Exercise aim:
Copy all of the records below verbatim.

(Dataset entries)
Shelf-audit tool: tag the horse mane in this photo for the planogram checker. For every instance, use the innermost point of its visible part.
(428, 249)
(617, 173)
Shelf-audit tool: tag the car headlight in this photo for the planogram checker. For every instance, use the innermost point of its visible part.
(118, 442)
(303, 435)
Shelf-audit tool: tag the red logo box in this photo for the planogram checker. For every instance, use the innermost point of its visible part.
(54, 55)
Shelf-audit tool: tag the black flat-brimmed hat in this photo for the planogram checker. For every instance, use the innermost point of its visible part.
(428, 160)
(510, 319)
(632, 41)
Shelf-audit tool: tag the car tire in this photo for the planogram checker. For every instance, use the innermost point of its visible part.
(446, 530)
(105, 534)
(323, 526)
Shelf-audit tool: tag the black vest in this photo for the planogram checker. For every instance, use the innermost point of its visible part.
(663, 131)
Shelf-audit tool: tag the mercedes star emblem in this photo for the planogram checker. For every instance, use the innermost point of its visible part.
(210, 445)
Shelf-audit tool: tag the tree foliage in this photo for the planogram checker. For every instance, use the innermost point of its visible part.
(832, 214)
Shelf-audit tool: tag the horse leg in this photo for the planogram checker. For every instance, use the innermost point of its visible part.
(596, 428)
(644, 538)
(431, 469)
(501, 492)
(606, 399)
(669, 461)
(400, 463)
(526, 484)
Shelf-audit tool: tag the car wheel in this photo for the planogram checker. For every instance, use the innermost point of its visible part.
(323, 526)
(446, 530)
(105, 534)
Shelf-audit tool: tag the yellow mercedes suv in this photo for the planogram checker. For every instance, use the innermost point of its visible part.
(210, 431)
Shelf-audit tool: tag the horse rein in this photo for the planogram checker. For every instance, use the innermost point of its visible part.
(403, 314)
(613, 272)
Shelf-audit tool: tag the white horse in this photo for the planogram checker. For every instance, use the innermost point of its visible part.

Answer below:
Shelf-audit tool: tag the horse mane in this photo for the planogram checker. For every instance, use the innermost point of its visible part.
(428, 249)
(617, 173)
Shelf-audit tool: tag the car headlight in this photo for the planogram checker. For every instance, use the innermost point of its visible part.
(118, 442)
(303, 435)
Shelf-audit tool: tag the red logo box in this photo for the planogram checker. For every instance, use the innermost point of its visible part.
(54, 55)
Shelf-audit tool: tag the black flat-brimmed hat in this photo for the planogram checker. For every instance, use the innermost point of its visible part.
(428, 160)
(510, 319)
(632, 41)
Shelf-audit tool: tag the car tire in this photo for the planogram checker. For every instance, use the innermost point of its visible part.
(446, 530)
(105, 534)
(323, 526)
Shelf-audit tool: tag the black vest in this photo for the planogram checker. For every instance, use the innermost point of its visible part.
(663, 131)
Shelf-audit tool: tag the mercedes star emblem in this photo for the planogram checker. For every instance, use the innermost point of its visible part.
(210, 445)
Shelf-audit tool: tag the tree foliage in this photo for the planogram checker. For every instance, use the innermost point of its visible part.
(832, 214)
Shelf-audit tool: tag the horse leg in this photo for the planogram checker. For every instance, use the innermost point of its visible part.
(596, 428)
(644, 538)
(431, 469)
(501, 492)
(606, 399)
(669, 461)
(400, 463)
(526, 484)
Shelf-audit tool: tag the car wheel in this photo for the planogram checker. For every instance, use the innermost point of its visible part.
(323, 526)
(446, 530)
(105, 534)
Shelf-audit tool: tag the yellow mercedes suv in this photo for the planogram checker. For every instance, use the innermost point of its visible part.
(210, 431)
Shelf-audit tool: tag the horse rein in this photo for the planogram checker. For every instance, use the innermost point of its visible part.
(403, 314)
(613, 272)
Shelf-audit tool: tag the white horse in this photo for the planogram checker. For every instance, use the innermost point of its visible part.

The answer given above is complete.